══ Extrait de page

Pourquoi cela est arrivé
Le général Albord vient de publier sous un format très réduit, puisque son livre ne dépasse pas 140 pages, une œuvre riche d’idées et fort courageuse. Elle complète celle qu’il avait consacrée à la reconstitution de l’armée sous le titre : Les bases d’une armée nouvelle, dont il a été rendu compte ici même. L’auteur recherche les causes profondes de la défaite militaire de 1940. Pour lui, celle-ci n’est pas seulement le résultat d’un plan d’opérations peut-être défectueux et d’une infériorité marquée en effectifs et en matériel : elle est, aussi et surtout, celui de faiblesses et d’erreurs commises dans les milieux militaires.
Ce n’est pas un ou deux hommes, mais bien une génération militaire tout entière qui, selon Tony Albord, portent une commune et lourde responsabilité dans la naissance et le développement des facteurs du désastre. Celui-ci a été l’aboutissement logique d’un complexe de faits, d’une sorte de maladie dont les signes extérieurs ne sont pas perceptibles à tous les yeux et sont d’un diagnostic malaisé, mais qui, néanmoins, minent lentement, sûrement le corps qui en est atteint et déjouent toutes les médecines trop tardivement appliquées. Elle pourrait s’appeler « paresse d’esprit et formalisme intellectuel ». Si l’armée française a succombé, c’est que, de 1919 à 1939, la pensée militaire a subi une dangereuse éclipse en notre pays.
Cette vue fondamentale est développée en une série de chapitres suggestifs : les grands éteignoirs de la pensée militaire ; les conséquences funestes d’une loi et de la carence des chefs militaires ; le mythe de la Ligne Maginot, l’envers du décor ; les erreurs et les faiblesses du commandement. Et maintenant ?.. C’est une œuvre d’une lecture peu réjouissante, certes, mais qui porte à la réflexion et qui devrait inciter à une salutaire réaction.

════
══ Données présentées

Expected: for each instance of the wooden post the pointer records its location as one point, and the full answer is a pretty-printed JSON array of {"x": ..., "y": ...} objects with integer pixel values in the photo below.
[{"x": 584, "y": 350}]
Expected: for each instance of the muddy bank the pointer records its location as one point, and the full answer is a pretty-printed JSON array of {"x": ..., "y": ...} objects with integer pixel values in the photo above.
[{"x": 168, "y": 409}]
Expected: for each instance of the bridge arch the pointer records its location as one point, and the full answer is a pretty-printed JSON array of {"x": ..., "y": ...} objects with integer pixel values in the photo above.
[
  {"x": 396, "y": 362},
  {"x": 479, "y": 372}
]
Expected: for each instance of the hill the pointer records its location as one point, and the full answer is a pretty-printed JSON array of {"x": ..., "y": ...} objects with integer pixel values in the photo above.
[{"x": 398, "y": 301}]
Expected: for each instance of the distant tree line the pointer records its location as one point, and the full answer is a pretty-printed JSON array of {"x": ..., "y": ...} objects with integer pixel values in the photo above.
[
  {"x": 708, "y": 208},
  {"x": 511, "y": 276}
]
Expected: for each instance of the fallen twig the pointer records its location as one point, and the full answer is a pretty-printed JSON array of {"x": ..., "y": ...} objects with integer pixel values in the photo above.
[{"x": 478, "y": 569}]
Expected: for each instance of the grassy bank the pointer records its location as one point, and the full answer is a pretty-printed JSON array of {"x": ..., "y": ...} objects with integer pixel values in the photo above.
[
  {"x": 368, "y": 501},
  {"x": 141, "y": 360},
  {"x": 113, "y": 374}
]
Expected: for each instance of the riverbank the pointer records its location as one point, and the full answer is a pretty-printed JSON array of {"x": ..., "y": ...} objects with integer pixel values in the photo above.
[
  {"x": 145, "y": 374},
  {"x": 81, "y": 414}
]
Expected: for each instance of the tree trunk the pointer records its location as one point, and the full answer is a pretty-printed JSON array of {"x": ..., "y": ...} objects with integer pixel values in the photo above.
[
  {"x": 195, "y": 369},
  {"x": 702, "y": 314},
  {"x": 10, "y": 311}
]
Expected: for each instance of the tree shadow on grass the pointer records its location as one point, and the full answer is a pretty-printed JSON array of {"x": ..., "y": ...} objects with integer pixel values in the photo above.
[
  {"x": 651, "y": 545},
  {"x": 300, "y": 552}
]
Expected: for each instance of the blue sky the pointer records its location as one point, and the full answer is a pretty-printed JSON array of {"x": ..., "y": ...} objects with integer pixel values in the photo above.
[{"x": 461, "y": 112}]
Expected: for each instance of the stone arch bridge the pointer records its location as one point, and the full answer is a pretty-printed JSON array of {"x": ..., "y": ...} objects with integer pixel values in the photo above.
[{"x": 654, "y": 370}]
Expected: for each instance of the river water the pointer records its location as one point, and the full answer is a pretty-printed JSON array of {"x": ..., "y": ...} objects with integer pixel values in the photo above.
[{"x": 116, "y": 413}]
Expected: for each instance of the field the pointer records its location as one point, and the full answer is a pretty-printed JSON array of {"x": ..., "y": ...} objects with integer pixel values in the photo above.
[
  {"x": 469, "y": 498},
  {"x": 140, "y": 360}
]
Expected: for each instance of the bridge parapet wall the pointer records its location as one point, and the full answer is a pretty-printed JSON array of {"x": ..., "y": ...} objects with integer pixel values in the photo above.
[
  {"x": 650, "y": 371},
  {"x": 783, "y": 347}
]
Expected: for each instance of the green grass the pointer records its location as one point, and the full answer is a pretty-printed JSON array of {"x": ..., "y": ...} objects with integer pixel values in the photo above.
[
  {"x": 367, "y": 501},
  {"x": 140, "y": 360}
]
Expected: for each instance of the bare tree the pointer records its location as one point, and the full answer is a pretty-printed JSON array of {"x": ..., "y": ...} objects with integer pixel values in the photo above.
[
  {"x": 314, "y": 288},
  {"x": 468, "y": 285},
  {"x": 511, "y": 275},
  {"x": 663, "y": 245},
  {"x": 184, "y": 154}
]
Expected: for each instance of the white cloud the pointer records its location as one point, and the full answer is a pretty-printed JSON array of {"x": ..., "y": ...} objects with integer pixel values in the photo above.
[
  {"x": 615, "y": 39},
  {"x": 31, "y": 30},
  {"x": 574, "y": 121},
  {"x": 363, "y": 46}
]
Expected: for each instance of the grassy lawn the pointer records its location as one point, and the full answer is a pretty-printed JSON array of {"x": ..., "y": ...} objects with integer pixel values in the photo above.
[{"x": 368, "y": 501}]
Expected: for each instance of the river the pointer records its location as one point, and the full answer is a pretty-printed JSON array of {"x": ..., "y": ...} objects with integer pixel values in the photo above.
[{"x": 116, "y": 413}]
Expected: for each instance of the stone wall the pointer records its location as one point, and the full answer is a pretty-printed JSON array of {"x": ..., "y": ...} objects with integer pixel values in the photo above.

════

#### Travail demandé
- 1) Relevez toutes les années citées dans le compte rendu.
- 2) Dans le compte rendu, recopiez le passage qui commence à « Pourquoi cela est » et se termine après « les milieux militaires. », en substituant « déroute militaire » à « défaite militaire ».
- 3) D'après le compte rendu, quel nombre de pages le livre du général Albord ne dépasse-t-il pas ?

#### Réponses successives
- 1) 1940, 1919, 1939

- 2)
Pourquoi cela est arrivé
Le général Albord vient de publier sous un format très réduit, puisque son livre ne dépasse pas 140 pages, une œuvre riche d’idées et fort courageuse. Elle complète celle qu’il avait consacrée à la reconstitution de l’armée sous le titre : Les bases d’une armée nouvelle, dont il a été rendu compte ici même. L’auteur recherche les causes profondes de la déroute militaire de 1940. Pour lui, celle-ci n’est pas seulement le résultat d’un plan d’opérations peut-être défectueux et d’une infériorité marquée en effectifs et en matériel : elle est, aussi et surtout, celui de faiblesses et d’erreurs commises dans les milieux militaires.

- 3) 140 pages.